* **What is needed**
Recast the records as a Markdown table with columns Number and Content, one row per line, starting at the line that contains "Thank you for the photo. Could you please identify the backpack" and ending at the last line of the records. Leave out any blank lines.

* **Data supplied**
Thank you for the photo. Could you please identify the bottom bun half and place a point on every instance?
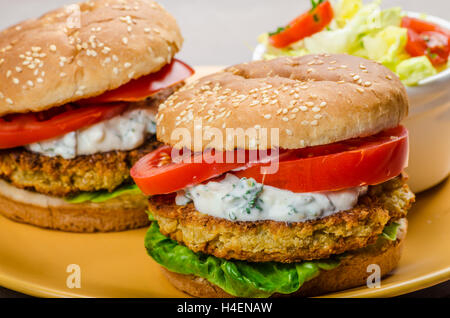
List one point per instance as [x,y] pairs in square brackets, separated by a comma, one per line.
[123,213]
[352,272]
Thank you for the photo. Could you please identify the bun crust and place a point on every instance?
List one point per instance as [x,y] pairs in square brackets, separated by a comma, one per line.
[83,50]
[352,272]
[118,214]
[312,100]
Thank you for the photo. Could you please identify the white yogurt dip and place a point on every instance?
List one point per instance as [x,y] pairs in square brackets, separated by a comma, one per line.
[125,132]
[246,200]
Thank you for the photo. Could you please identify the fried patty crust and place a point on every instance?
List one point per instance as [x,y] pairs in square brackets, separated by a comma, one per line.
[61,177]
[280,241]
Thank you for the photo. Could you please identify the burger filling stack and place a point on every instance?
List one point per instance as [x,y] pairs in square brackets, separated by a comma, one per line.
[310,200]
[79,93]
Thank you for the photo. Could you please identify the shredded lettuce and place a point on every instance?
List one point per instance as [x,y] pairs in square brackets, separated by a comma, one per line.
[363,30]
[414,69]
[102,196]
[238,278]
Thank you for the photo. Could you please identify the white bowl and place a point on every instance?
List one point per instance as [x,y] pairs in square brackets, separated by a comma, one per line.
[428,123]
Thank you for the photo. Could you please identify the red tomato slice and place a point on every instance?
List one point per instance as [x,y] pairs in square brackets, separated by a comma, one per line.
[145,86]
[360,161]
[22,129]
[420,26]
[158,173]
[428,39]
[304,25]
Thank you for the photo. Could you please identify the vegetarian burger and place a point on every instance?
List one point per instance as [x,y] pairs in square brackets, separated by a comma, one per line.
[79,93]
[335,205]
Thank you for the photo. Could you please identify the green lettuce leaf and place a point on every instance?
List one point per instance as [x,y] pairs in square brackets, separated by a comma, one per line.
[386,46]
[390,231]
[238,278]
[102,196]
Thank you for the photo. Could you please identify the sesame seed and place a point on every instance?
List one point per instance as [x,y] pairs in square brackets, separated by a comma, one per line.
[303,108]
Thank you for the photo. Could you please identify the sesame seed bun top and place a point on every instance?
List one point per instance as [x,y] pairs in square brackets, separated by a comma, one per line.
[81,51]
[312,100]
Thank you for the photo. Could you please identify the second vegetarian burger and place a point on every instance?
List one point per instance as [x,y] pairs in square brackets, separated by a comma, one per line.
[336,204]
[79,92]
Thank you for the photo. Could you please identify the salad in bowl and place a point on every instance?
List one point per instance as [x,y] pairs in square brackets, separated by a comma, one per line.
[411,47]
[414,46]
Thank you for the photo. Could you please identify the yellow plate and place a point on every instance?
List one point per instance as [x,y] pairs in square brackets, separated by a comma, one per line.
[34,261]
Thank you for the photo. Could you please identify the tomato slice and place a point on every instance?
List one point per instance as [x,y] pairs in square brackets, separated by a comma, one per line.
[22,129]
[159,173]
[304,25]
[355,162]
[428,39]
[145,86]
[360,161]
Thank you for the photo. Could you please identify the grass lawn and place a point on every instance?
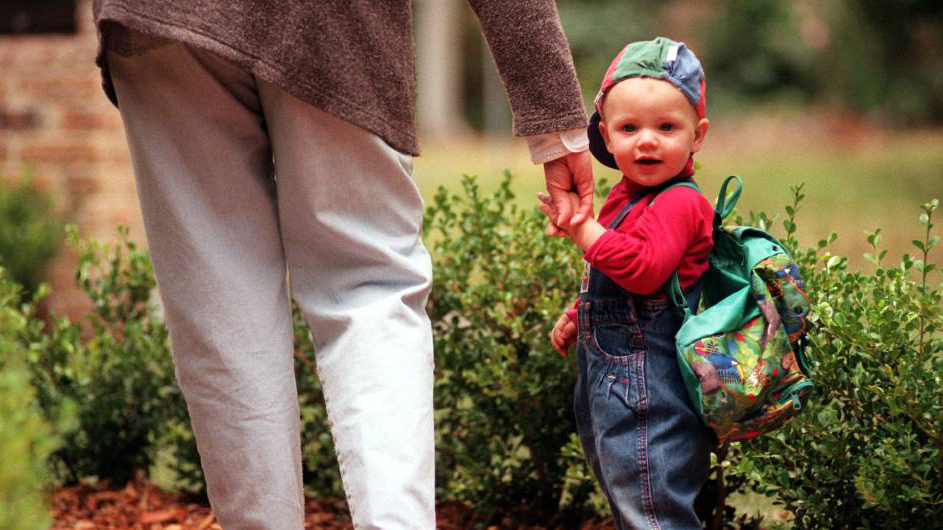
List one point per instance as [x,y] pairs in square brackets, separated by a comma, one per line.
[855,179]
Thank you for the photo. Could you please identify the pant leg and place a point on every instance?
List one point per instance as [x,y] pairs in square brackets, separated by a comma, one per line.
[203,165]
[351,220]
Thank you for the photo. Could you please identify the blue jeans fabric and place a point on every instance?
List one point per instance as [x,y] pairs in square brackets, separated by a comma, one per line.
[639,432]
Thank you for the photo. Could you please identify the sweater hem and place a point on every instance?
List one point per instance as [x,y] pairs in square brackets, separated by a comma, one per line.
[257,66]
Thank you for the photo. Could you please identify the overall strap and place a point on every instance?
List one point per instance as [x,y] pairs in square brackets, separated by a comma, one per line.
[657,191]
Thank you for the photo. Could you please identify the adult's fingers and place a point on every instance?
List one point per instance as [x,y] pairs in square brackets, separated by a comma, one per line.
[581,168]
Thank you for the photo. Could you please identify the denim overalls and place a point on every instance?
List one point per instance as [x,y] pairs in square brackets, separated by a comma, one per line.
[640,435]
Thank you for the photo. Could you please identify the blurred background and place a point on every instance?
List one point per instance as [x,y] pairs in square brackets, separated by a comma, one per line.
[844,96]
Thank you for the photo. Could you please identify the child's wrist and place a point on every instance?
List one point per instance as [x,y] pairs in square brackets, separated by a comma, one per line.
[586,233]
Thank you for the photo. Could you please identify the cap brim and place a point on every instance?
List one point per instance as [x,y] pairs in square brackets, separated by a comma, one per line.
[597,145]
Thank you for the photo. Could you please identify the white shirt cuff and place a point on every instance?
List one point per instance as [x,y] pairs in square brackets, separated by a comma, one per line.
[551,146]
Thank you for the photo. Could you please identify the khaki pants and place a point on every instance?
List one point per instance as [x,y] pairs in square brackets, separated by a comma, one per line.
[240,182]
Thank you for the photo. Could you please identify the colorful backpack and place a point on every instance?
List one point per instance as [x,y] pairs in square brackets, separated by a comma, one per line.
[742,356]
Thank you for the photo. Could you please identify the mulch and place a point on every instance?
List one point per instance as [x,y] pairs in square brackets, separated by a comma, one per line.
[140,505]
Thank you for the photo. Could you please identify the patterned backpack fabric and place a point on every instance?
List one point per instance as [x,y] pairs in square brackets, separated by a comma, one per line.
[742,355]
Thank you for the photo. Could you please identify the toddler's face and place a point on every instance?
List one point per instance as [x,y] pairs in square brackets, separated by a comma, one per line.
[650,129]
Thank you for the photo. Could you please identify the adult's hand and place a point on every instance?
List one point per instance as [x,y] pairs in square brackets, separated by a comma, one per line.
[573,172]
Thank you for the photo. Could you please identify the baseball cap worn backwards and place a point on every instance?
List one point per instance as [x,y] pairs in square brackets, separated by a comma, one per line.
[659,58]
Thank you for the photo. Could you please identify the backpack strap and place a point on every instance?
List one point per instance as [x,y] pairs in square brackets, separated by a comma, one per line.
[724,206]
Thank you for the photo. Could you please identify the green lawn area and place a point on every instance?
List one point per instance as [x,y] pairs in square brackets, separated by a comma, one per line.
[856,181]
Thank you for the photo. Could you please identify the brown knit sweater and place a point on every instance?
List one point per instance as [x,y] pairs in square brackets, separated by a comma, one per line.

* **Solution to this problem**
| Number | Content |
|---|---|
| 1 | Thank you for the photo. Could you please identify the backpack strap and place a point on every instance? |
| 2 | List one point per instance as [x,y] pairs in square brackets, separated by a comma, one per line. |
| 3 | [724,206] |
| 4 | Thank you for the photo. Could you please identify the green lawn area and place a point on every instance? |
| 5 | List one point per instance as [x,y] pairs in square brackets, separated by a comma, one per line. |
| 6 | [856,181] |
| 7 | Thank you for the photo. Could you please identify the brown knit sweater and place a point on every instance? |
| 8 | List one point per instance as [x,y] pairs in square brackets, separated by a comma, one per line. |